◆ ASSIGNMENT ◆
From the first record to the last, write out each one exactly.
START ENTRIES PROVIDED
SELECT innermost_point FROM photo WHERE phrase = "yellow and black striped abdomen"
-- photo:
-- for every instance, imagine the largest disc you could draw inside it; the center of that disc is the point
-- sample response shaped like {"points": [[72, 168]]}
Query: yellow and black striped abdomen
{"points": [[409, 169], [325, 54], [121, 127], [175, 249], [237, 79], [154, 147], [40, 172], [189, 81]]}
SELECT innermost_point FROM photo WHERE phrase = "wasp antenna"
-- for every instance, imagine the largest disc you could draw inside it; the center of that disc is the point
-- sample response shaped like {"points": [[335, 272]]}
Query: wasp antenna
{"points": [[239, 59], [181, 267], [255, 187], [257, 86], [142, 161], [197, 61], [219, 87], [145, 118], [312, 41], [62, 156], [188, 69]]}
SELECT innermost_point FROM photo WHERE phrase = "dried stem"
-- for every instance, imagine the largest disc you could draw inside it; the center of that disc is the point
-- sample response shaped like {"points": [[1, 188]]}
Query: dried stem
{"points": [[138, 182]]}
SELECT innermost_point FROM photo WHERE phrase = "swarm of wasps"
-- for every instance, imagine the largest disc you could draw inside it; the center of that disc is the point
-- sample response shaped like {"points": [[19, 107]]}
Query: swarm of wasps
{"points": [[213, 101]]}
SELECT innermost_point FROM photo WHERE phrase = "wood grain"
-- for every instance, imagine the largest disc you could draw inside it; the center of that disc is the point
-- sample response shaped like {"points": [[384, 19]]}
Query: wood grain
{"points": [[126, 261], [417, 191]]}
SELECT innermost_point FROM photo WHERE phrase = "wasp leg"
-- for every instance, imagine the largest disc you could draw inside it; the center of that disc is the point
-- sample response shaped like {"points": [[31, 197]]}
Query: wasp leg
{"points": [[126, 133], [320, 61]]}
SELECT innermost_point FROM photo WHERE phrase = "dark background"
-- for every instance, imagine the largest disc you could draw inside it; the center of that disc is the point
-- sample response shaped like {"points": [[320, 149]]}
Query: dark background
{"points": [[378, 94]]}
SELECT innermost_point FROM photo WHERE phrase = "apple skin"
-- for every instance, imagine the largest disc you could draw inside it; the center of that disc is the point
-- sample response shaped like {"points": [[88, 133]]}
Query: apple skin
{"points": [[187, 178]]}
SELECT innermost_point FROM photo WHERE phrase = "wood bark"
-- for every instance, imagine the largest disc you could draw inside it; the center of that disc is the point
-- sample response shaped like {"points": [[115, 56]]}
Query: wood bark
END ENTRIES PROVIDED
◆ WRITTEN RESPONSE ◆
SELECT innermost_point FROM photo WHERE phrase = "yellow and black striped abdomen"
-- photo:
-- for every instance, imagine the largest disc you could draw inside it; the center of that disc is the point
-- sample response shaped like {"points": [[72, 168]]}
Query: yellow and black striped abdomen
{"points": [[409, 169], [325, 54], [121, 127], [175, 249], [237, 79], [154, 147], [40, 172], [189, 81]]}
SELECT innermost_point FROM photo WHERE phrase = "wasp antenna"
-- for every instance, imagine the largest disc you could draw inside it; the center of that disc is the point
-- sample response shaped like {"points": [[335, 272]]}
Query: wasp antenna
{"points": [[239, 59], [181, 267], [255, 187], [257, 86], [142, 161], [197, 61], [219, 87], [145, 118], [312, 41], [62, 156], [188, 69]]}
SELECT innermost_point FROM photo WHERE phrase = "dried stem"
-- for every instance, imagine the largest disc you could draw inside it; the center of that disc is the point
-- sample response shaped like {"points": [[1, 188]]}
Query: dried stem
{"points": [[138, 182]]}
SELECT innermost_point FROM photo WHERE phrase = "swarm of wasps"
-- for every instance, imagine the largest disc you could draw inside it; the center of that disc is the point
-- sample response shaped like {"points": [[19, 107]]}
Query: swarm of wasps
{"points": [[213, 101]]}
SELECT innermost_point FROM photo WHERE phrase = "wood grain"
-- for every instance, imagine the largest disc you could draw inside it; the center of that disc is the point
-- sample response shaped like {"points": [[384, 19]]}
Query: wood grain
{"points": [[126, 261], [417, 191]]}
SELECT innermost_point FROM photo WHERE phrase = "wasp leg"
-- for every instance, imagine the largest disc you could draw inside it; the center of that disc is the point
-- sample response shaped like {"points": [[31, 197]]}
Query: wasp leg
{"points": [[126, 133], [320, 61]]}
SELECT innermost_point FROM photo WHERE phrase = "dark background"
-- for every instance, imagine the largest disc you could draw inside it; the center of that disc is the point
-- sample response shaped like {"points": [[320, 149]]}
Query: dark background
{"points": [[378, 94]]}
SELECT innermost_point FROM photo WHERE phrase = "apple skin"
-- for every instance, imagine the largest disc you could draw inside it; the center of that disc is the point
-- sample response shaped like {"points": [[88, 133]]}
Query: apple skin
{"points": [[187, 178]]}
SELECT innermost_point FROM photo WHERE phrase = "wood bark"
-- for every instance, imagine the largest disc you could draw inside it; the center of that disc is the point
-- sample response shaped like {"points": [[115, 56]]}
Query: wood bark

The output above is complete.